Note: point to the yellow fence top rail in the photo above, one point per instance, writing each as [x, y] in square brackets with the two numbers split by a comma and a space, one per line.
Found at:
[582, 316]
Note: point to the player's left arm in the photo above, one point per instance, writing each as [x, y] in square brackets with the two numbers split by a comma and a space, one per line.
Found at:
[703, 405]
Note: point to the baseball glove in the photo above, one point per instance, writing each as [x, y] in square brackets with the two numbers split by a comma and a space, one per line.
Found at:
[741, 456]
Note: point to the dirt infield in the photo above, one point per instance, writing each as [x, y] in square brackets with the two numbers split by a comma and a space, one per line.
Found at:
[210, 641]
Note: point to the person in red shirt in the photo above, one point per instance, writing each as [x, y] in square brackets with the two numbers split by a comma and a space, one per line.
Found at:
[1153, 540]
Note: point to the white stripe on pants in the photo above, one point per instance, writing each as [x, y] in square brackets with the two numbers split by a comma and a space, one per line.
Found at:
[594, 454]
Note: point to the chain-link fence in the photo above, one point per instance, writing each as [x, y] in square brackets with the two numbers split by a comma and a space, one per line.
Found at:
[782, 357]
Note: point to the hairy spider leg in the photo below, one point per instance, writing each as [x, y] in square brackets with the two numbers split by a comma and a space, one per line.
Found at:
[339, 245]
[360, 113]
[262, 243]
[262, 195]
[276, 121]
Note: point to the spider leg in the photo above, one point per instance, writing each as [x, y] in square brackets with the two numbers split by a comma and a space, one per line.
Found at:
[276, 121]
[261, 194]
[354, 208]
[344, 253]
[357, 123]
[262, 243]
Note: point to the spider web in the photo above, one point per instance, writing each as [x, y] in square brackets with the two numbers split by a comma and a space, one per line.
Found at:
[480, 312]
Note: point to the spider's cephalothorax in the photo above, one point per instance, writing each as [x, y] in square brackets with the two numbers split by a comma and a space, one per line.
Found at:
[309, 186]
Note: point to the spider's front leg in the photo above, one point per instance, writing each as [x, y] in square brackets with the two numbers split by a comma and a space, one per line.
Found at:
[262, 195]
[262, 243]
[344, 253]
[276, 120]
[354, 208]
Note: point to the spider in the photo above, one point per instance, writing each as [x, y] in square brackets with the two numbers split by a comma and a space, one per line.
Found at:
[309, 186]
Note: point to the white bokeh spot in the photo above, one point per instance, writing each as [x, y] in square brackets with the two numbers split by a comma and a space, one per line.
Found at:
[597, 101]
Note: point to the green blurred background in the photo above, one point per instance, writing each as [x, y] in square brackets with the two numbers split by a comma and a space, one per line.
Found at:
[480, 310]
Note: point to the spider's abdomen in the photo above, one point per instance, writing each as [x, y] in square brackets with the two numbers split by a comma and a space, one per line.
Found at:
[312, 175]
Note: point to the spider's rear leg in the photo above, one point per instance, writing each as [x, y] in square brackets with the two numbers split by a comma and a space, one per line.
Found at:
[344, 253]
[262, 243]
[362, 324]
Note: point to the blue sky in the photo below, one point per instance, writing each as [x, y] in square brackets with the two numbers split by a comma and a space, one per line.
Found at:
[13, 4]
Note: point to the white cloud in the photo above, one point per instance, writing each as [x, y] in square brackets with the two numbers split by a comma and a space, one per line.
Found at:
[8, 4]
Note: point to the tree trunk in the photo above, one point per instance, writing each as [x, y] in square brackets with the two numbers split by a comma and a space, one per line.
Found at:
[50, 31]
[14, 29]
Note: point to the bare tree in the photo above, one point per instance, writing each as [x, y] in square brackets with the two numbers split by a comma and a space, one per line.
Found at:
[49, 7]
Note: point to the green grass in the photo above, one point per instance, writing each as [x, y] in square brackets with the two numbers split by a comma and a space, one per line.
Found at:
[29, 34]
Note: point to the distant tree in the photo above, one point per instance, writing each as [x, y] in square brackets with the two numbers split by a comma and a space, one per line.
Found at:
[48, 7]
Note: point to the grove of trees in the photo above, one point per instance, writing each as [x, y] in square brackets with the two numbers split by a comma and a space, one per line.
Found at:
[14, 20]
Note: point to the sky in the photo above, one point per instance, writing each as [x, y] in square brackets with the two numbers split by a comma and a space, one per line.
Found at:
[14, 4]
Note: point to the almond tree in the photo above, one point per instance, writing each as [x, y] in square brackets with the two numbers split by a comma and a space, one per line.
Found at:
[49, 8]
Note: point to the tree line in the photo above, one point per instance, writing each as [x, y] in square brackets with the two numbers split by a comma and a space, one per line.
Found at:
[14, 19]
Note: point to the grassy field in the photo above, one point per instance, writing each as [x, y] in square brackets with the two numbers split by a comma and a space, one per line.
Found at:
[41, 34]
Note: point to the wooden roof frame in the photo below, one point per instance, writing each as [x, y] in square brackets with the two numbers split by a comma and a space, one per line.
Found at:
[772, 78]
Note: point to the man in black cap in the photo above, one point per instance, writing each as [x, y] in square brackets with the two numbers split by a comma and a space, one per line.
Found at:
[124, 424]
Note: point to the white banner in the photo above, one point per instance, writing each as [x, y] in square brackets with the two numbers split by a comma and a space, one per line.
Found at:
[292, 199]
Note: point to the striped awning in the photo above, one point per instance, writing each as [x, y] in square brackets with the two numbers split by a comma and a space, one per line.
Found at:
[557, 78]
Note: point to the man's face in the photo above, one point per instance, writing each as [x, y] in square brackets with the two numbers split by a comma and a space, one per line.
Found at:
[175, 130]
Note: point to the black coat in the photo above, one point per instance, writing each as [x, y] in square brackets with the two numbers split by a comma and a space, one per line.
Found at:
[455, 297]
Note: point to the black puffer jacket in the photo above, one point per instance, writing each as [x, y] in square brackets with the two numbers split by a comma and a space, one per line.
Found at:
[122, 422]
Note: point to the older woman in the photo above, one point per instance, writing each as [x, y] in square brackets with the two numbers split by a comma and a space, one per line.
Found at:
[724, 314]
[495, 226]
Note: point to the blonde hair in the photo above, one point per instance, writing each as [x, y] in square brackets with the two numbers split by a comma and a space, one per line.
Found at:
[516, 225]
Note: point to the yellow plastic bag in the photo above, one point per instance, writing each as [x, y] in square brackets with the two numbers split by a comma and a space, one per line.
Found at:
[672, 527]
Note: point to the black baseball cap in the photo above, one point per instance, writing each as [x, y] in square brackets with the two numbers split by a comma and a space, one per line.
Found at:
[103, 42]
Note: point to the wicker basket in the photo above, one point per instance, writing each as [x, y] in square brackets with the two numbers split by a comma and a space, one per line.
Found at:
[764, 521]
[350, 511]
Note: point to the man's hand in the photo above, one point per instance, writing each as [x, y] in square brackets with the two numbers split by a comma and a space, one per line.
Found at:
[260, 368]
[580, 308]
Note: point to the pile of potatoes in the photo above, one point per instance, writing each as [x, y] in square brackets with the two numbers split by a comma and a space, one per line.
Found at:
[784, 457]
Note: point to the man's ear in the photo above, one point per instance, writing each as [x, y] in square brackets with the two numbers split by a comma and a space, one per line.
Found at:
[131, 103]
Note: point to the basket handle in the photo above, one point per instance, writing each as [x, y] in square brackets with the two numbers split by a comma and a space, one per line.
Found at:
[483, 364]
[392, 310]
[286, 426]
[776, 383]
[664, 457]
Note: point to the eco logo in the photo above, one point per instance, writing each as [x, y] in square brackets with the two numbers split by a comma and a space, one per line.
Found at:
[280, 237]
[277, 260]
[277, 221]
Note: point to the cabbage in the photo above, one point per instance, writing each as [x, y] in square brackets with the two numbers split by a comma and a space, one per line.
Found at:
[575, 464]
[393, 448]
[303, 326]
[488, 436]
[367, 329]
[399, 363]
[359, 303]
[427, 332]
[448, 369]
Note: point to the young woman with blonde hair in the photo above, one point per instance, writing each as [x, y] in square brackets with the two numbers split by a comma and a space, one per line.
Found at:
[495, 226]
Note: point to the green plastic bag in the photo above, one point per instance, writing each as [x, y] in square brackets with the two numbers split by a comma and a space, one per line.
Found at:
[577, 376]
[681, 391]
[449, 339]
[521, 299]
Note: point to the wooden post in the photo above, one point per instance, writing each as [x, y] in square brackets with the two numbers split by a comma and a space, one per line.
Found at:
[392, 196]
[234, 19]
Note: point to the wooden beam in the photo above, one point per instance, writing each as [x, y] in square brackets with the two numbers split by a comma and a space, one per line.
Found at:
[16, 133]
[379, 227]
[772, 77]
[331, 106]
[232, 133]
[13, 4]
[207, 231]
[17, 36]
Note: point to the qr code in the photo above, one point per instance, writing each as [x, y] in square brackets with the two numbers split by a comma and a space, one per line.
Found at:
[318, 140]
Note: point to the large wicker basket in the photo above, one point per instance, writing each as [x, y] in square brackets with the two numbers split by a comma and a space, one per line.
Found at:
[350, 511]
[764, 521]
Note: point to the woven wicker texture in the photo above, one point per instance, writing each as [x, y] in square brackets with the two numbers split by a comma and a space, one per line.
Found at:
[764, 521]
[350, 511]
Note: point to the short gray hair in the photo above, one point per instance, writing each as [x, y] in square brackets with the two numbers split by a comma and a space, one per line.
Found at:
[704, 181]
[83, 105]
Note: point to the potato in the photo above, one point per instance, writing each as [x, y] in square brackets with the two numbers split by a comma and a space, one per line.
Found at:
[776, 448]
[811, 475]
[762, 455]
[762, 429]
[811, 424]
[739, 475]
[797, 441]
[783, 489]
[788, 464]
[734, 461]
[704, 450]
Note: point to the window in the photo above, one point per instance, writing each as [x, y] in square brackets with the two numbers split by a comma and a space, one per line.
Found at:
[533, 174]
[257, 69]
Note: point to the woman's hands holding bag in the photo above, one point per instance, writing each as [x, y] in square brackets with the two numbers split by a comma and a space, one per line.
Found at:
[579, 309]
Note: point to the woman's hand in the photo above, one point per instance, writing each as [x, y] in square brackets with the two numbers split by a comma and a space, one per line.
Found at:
****************
__EXERCISE__:
Copy the data above word for word, from its very first line down to the line containing "[1153, 540]", with both ends included.

__THE OUTPUT__:
Note: point to the yellow fence top rail in the photo above, one point per instance, writing each as [x, y] in square brackets with the two numbers split by a comma and a space, one per line.
Found at:
[582, 316]
Note: point to the player's left arm in the photo above, one point per instance, writing each as [x, y] in square brackets with the two numbers split by a comma and a space, one per line.
Found at:
[703, 405]
Note: point to the baseball glove in the photo above, one point per instance, writing each as [x, y] in square brackets with the two numbers split by a comma and a space, one per line.
Found at:
[741, 456]
Note: point to the dirt infield in the photo above, one point per instance, writing each as [x, y] in square brackets with the two numbers split by a comma and a space, one per line.
Found at:
[210, 641]
Note: point to the person in red shirt in the photo above, one point per instance, writing each as [x, y] in square brackets with the two numbers split by a comma and a space, one per line.
Found at:
[1153, 540]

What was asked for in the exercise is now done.